___ Extract to read ___

Test Case 23

Verification of the reliability of a redundant system or algorithm (e.g. failover)

Identification

ID

23

Author

Tesfaye Amare Zerihun

Version

1

Project

ERIGrid 2.0

Date

10/05/2020

Test Case Definition

Name of the Test Case

Verification of the reliability of a redundant system or algorithm (e.g. failover)

Narrative

The aim of this test case is to assess and verify the reliability of failover systems in smart grids that relies on putting redundancy. Redundancy is mainly used for critical smart grid applications such as protection in substations. In general, the redundancy can be either for control systems (such as the SCADA controller), communication networks or network controller (such as SDN controller), or a redundancy in the sensors and actuators (CT/PTs, Merging units, Breakers). Specifically, this test case looks into the reliability of failover systems with a redundancy in the communication networks.

The ICT support system/communication network may fail due various reasons for e.g., component (hardware) failures, environmental failures (such as weather disruption failing multiple components), a power outage, overloading of the network (capacity shortage) or cyber-attack. A fail-over system tries to quickly detect failures and switch to backup systems (smooth transition in the case of active standby systems) or it tries to recover the system after experiencing some performance glitch (the case of passive standby system). Unlike active backup systems, in the case of passive redundant systems, there can be small system down time until the backup system is powered on and takeover. The test case investigates the reliability of active or passive fail over systems to verify if these systems can meet the requirements (delays, packet loss or system down time) specified by the smart grid application considered or requirements set by the standards and protocols such as IEC 61850.

Function(s) under Investigation (FuI)
  • Exchange of data (measurement and control commands) through the communication network
  • Control functions on the local controllers / IEDs
  • Protection functions on the local controllers / IEDs
Object under Investigation (OuI)

Communication Network (network devices, switches, network links), control devices or IEDs

Domain under Investigation (DuI)
  • Information & Communication System
  • Control system
  • Power system
Purpose of Investigation (PoI)
  • PoI#1: Characterization of the performance of fail-over systems with a varying degree of redundancy.
    • PoI#1.1: Characterization of the performance of fail-over systems with redundancy in the communication network.
    • PoI#1.2: Characterization of the performance of fail-over systems with redundancy in the controller/IED
  • PoI#2: Characterization of the redundant communication/control system for its vulnerability towards cyber attacks
  • PoI#3: Verification of the system level performance with standard requirements (if it complies with the minimum expected KPIs e.g., down time, packet loss or delay)
System under Test (SuT)
  • Communication network (Switches, routers, network links)
  • Sensors (voltage sensors, CT/PT basic control), Actuators (breakers, intelligent switches)
  • SCADA Controller (for e.g., FLISR, voltage control, monitoring functions) or local controllers/IEDs
  • Power transmission system (substations, transmission lines)
Functions under Test (FuT)

___ Provided data ___

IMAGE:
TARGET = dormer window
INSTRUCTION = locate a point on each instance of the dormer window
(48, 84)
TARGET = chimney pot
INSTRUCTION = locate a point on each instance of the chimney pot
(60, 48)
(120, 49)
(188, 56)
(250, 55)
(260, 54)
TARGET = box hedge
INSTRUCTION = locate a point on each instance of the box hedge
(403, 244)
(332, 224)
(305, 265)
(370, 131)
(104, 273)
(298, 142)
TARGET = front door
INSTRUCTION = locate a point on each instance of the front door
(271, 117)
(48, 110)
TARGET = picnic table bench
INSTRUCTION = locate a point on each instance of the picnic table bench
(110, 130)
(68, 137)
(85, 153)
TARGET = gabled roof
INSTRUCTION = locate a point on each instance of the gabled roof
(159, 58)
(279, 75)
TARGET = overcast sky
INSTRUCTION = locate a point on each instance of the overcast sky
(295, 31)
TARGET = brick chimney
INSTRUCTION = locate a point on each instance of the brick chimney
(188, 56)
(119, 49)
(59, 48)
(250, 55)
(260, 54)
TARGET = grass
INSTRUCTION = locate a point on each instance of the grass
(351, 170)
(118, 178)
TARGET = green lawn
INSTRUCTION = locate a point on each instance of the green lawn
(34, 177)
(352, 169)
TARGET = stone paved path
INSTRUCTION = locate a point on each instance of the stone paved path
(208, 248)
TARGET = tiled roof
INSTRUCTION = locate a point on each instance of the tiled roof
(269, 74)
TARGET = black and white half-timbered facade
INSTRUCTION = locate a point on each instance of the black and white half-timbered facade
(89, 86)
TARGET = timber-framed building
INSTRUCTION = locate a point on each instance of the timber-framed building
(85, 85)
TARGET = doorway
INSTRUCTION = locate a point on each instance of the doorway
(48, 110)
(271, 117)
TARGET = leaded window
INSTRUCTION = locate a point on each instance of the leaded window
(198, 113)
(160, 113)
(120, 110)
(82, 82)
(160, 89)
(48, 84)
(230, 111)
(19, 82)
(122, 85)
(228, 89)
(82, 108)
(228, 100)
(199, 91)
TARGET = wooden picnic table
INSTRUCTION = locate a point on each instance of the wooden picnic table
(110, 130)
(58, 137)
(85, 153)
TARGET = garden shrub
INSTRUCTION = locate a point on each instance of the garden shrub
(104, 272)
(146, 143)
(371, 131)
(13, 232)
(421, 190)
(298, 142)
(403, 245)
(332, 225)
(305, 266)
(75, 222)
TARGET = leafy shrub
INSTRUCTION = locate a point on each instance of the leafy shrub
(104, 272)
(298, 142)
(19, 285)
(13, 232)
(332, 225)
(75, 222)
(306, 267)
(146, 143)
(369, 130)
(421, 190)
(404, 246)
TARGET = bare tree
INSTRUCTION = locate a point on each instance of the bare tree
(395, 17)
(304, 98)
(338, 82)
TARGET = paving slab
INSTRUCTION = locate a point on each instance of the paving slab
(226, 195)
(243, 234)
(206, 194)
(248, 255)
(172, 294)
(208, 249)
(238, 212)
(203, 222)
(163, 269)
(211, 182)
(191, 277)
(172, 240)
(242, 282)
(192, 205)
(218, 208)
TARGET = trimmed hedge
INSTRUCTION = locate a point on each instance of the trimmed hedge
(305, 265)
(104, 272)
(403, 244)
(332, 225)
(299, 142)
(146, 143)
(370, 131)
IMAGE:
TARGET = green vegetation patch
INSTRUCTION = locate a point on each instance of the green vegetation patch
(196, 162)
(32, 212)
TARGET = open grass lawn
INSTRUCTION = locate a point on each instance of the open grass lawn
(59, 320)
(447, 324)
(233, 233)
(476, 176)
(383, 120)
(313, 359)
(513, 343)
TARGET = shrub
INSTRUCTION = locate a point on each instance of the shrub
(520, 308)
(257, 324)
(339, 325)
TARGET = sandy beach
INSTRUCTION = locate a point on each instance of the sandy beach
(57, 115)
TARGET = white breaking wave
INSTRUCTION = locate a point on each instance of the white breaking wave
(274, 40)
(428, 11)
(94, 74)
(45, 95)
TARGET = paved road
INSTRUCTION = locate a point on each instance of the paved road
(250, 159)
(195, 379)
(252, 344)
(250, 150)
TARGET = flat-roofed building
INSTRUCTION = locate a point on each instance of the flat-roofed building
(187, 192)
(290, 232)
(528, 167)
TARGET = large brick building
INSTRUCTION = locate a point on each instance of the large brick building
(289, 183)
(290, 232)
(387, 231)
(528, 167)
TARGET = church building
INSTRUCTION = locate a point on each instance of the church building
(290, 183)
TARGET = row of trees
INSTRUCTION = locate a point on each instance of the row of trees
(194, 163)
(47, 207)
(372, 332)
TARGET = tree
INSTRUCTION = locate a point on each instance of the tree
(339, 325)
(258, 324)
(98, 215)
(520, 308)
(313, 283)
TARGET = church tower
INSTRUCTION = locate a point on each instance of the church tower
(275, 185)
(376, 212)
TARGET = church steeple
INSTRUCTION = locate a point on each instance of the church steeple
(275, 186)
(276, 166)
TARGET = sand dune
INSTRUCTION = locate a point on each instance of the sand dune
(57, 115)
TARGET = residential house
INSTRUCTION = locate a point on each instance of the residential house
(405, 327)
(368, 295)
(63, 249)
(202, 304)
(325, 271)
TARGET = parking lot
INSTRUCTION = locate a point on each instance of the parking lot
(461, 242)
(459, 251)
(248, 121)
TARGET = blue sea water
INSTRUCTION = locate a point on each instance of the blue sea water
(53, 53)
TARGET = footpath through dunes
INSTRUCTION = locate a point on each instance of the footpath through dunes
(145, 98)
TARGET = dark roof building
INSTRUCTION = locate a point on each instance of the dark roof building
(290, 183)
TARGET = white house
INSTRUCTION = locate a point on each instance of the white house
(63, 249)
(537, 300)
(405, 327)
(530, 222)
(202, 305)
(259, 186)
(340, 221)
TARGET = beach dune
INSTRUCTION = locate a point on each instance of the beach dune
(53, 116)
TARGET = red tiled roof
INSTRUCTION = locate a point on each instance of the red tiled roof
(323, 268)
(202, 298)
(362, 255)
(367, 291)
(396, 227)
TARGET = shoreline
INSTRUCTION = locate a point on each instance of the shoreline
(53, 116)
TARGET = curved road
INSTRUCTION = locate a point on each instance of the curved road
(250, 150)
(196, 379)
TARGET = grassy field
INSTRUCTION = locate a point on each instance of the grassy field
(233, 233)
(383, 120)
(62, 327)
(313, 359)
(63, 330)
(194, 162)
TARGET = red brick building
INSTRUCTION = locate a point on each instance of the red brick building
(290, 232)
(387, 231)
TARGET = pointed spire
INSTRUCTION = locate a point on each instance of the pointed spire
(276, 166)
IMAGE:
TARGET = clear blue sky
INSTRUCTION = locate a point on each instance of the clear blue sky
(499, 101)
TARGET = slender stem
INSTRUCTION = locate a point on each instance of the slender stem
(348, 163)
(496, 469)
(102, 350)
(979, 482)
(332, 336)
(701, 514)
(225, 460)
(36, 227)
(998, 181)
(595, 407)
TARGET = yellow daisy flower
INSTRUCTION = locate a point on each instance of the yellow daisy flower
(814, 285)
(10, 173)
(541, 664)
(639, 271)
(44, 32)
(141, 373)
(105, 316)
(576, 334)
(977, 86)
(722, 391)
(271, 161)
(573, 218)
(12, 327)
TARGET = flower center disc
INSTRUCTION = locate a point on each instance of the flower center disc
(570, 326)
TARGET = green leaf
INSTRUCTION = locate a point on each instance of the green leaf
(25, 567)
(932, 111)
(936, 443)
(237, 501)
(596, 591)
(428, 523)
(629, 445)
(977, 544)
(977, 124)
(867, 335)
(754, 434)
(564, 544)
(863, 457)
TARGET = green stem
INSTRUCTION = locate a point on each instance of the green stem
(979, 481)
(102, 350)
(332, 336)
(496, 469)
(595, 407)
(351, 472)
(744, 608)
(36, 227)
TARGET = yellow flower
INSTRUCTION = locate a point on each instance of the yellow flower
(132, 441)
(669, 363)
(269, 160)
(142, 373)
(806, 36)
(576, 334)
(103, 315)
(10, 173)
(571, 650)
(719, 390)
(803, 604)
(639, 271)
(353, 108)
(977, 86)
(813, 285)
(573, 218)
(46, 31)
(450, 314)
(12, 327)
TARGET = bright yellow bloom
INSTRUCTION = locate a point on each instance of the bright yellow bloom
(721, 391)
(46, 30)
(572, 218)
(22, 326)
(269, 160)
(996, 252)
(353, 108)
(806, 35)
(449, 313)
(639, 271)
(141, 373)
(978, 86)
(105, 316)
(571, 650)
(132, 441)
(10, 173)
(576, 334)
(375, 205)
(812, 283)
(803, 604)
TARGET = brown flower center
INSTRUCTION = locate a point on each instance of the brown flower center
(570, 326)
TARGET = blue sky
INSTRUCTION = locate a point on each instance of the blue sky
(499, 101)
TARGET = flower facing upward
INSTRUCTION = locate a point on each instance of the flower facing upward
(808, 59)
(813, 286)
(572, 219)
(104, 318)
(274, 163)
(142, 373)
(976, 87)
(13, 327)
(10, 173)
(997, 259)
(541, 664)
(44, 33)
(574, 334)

___

▶ Work instructions
**A)** Which standard does the failover test case description name as a source of requirements that a fail-over system may need to meet?
**B)** Write the next part of the failover test case description, continuing after its final heading.

▶ Exercise results
**A)** IEC 61850

**B)**
  • Capability of the communication network/ devices to facilitate data exchange between controllers/IEDs, sensors and actuators (breaker, disconnectors)
  • Control and Protection functions
  • Monitoring capability of sensors (devices such as Merging units, PMUs)
  • Actuator (breaker, disconnector) functions
Test criteria (TCR)
  • Run the system without introducing faults, and measure the communication network's performance during the normal operating condition…
  • Introduce a fault and measure the communication network performance degradation right after a failure/fault occur/injected.
  • Calculate and obtain the overall system performance (availability, reliability).
Target Metrics (TM)
  1. End to end delay, packet loss
    • During a normal operating condition
    • After introducing a fault
  2. Up time, down time, availability and reliability
    • After introducing a fault
Variability Attributes (VA)
  • Redundancy type and degree (active-active, active-standby, active-inactive)
  • Number of simultaneous (component) failures
  • Communication network traffic situation (background traffic)
  • Communication topology
  • Failure type
    • Cascading (from PS to CS)
    • Hardware
    • Software
Quality Attributes (QA)

Pass: End to end delay (average, maximum) and packet loss are within the maximum limit or threshold values set by specifications on standard communication protocol or the smart grid application (such as protection) considered. OR, the availability, reliability measures are within the limit on the specification requirement set by system administrator.

  • Packet loss > T, where T is a threshold value set according to the application (protection) type considered.
  • Packet delay larger than D ms, where D is the delay tolerance which depend on the application (protection) type considered. The delay tolerance varies from 1 ms (for bus bar protection), 4 to 8 ms (for other type of protection schemes) up to 800 ms for IED to SCADA communication.

Fail: If the measured metrics (delay, packet loss, availability, or reliability) exceeds the threshold values.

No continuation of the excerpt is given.